# Text segment
Friday, 28 September 2018

Book Review: Bringing Your Shadow Out of the Dark

There are many things in this world that are forbidden and many more that we forbid ourselves. We may not allow ourselves to feel or acknowledge our shame, anger, longing, or grief.

When we are not aware of the feelings we disallow, they act under the surface, driving behaviors we may not fully understand. In his new book, Bringing Your Shadow Out of the Dark: Breaking Free from the Hidden Forces That Drive You, Robert Augustus Masters takes us inside the world of the shadow self and shows us that in breaking free from our shadow self, we also break free from our ingrained conditioning so we can find a fuller, more grounded sense of self and an enhanced capacity for life and love.

“All of us have our own shadow, which is packed with our unique assembly of those aspects of ourselves we’ve learned to keep out of sight, a collection accumulated over the course of a lifetime. We learned, for reasons of survival, to deny or bury our deeper pain and core wounding,” writes Masters.

The fear of the shadow self is also universal as it is often only witnessed in dramatic and unforeseen outbursts that leave us painfully aware of the discord within ourselves.

Masters writes, “Our shadow is the place within each of us that contains what we don’t know, don’t like, or deny about ourselves.”

Yet the exploration of the shadow — although uncomfortable at times — moves us from an abstract experience of the self to a direct one. Masters describes the experience of his client Mark: “I saw his internal division: there was sincerity, hurt, and a subtle flatness in his left eye, but something darker and harder was emanating from his right eye. I had him face me and cover his left eye with his left hand, and then I guided him into expressing what he felt as he looked at me through his right eye: aggression and entitlement, tightly coiled but very much present.”

The shadow also houses all of our early conditioning, which can often feel like a sort of imprisonment that we interpret as normal. “Though we may intuit, at least to some degree, that we’re trapped, we still tend to invest a lot of energy in seeking effective distractions from this sense of imprisonment, perhaps visualizing freedom as a more comfortable place, without seeing that this apparent freedom actually may just be another kind of prison,” writes Masters.

# Short task A
From the book review, copy the passage that begins at the words "When we are" and stops after the words "life and love.".
# Short task B
According to the book review, how does Masters define our shadow?

# Given material
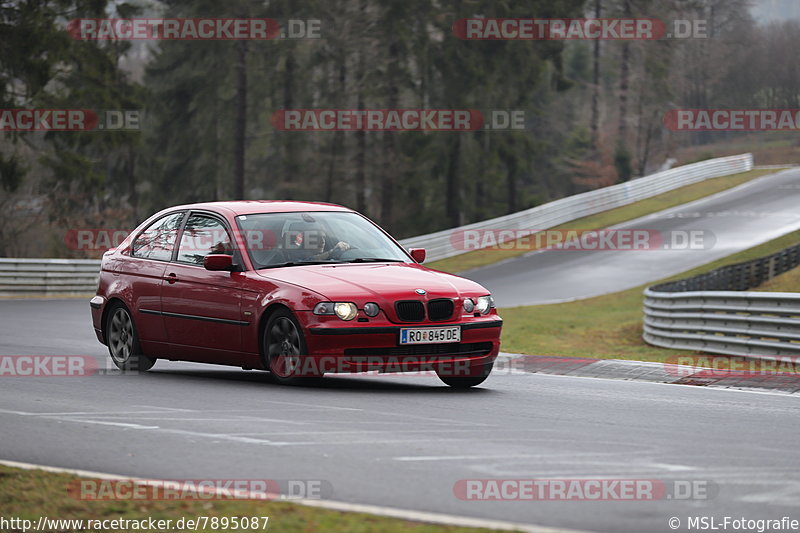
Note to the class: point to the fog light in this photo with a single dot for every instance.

# Answer A
When we are not aware of the feelings we disallow, they act under the surface, driving behaviors we may not fully understand. In his new book, Bringing Your Shadow Out of the Dark: Breaking Free from the Hidden Forces That Drive You, Robert Augustus Masters takes us inside the world of the shadow self and shows us that in breaking free from our shadow self, we also break free from our ingrained conditioning so we can find a fuller, more grounded sense of self and an enhanced capacity for life and love.

# Answer B
He defines it as the place within each of us that contains what we don't know, don't like, or deny about ourselves.